_TO BE DONE:_
1. In the passage about Halloween and Christmas giving, what do the plastic boxes from Wal-Mart cost now?
2. Can you sum up the passage about Halloween and Christmas giving in two sentences?
3. Could you carry on the passage about Halloween and Christmas giving from its last sentence?

_PASSAGE TO READ:_
There have been candy canes hanging around since somewhere around July Fourth, Santa Claus began flying in earnest somewhere around Labor Day and the lay-away departments must be stuffed to overflowing by now. Speaking of something similar, what’s this latest scam, “Buy now, Pay later?  Like they always say, “If it sounds too good to be true, it probably is.” What is going on? Halloween was pretty festive, even with the rain that began just about as the time allotment came to an end. Funny and outlandish costumes all over the place in our neighborhood, even though I did not get to hand out all of the candy myself–football game, you know–and was able to recruit some substitute goblins to do the honors.  Don’t know how many of the costumed critters showed up but most of the treats were gone when I got home; we won the game, by the way (in the pouring rain), so we will be back at it next Friday, still on our home field (Drier, we hope).  The T-Rex was particularly fetching; waddling around he looked sort of like a toddler with a full diaper.

But about Christmas. I launched my annual foray into charitable pursuits with the Operation Christmas Child organization; they send shoeboxes of Christmas stuff to kids all over the globe, in the U.S. and everywhere–a worthy cause, to be sure. So I go out looking for things to put in the boxes ( plastic ones from Wal-Mart, used to be $1, now they’re $1.29). The items that they suggest are well-nigh impossible (a soccer ball in a shoe box? Not happening) and the age classifications are a little off-kilter (2-5, 6-9, 10-14, both boys and girls). The middle group is easiest but two-year old and five-year olds are sometimes problematic, while the differences between 10-year olds and fourteen-year olds is often monumental; take a look at them sometime. Wowza! Listen to them too, you’ll get the  picture.

Pointing records
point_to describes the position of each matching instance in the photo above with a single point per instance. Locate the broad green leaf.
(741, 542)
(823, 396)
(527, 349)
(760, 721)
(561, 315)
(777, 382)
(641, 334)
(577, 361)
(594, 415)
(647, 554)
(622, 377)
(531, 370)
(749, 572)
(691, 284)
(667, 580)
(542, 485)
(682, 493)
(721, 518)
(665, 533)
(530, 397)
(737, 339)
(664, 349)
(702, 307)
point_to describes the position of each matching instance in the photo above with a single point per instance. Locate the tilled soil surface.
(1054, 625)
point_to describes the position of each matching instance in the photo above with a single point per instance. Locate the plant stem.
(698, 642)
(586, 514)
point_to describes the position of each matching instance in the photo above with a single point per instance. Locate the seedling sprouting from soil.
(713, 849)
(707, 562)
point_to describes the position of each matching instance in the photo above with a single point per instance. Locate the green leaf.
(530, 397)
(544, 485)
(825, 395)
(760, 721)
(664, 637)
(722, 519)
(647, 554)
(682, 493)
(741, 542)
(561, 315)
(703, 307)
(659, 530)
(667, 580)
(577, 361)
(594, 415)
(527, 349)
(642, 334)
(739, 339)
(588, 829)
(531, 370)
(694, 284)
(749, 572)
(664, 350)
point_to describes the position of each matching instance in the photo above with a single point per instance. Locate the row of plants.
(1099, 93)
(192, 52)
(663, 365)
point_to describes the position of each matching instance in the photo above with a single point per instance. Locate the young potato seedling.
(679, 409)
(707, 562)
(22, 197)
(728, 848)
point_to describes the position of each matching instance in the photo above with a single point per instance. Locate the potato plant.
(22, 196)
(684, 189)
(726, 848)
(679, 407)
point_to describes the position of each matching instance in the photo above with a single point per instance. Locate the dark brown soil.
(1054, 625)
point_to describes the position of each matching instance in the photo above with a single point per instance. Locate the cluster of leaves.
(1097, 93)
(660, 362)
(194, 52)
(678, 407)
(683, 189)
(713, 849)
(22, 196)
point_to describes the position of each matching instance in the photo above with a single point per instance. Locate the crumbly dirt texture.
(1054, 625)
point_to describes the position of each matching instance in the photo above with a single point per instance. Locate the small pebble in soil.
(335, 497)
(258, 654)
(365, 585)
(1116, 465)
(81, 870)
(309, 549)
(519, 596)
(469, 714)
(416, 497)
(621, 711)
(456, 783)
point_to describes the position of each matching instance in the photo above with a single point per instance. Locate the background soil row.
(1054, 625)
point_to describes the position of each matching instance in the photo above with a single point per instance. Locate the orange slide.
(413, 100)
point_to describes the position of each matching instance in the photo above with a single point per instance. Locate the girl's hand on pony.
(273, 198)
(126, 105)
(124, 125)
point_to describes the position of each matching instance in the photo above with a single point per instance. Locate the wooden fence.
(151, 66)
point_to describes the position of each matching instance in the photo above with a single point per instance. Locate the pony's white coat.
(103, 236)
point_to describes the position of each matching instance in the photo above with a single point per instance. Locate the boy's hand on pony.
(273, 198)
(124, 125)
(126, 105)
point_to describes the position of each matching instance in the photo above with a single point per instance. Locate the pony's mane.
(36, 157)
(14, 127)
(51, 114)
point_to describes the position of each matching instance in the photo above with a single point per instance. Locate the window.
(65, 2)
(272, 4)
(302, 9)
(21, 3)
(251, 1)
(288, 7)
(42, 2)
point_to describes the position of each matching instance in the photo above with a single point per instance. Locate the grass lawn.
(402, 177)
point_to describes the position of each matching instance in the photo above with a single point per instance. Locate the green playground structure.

_RESULTS OF THE TASKS:_
1. They cost $1.29 now, up from $1.

2. The writer complains that Christmas merchandise appears far too early and recalls a festive, rainy Halloween, when substitutes handed out candy while the writer was at a football game the team won. The writer then describes shopping for Operation Christmas Child shoeboxes and finding the suggested items hard to fit and the age groups awkward.

3.
Anyway, I went off shopping, hitting the CLEARANCE racks pretty hard (a reduction of $1 doesn’t impress me much on a $15 item). So as I went along, picking up school supplies and games and T-shirts of various sizes and colors, I get to wondering, why people seem to be interested in having little girls look like kind of risque teenagers (“hooker fashion”) and young boys like racecar devotees or sort of power-mad gamers. Lots of the toys with faces–dolls or “action figures” –have the most appalling expressions. Why would a kid want to play with a creation that looks angry or–God forbid–flirtatious? Isn’t this pointing them in a not-so-good direction? I scour lots of shelves looking for small stuffed animals, even big kids like to have personal mascots to cuddle or play with sometimes. Not easy to find

To complicate this shopping errand even more, I will hardly ever purchase anything that’s “branded” or associated with a movie series or a television program. Let ‘em use some imagination, I say, instead of having the template right before them all the time. Disney will be making very few dollars from me. (Peanuts cartoons are my one weakness in this regard.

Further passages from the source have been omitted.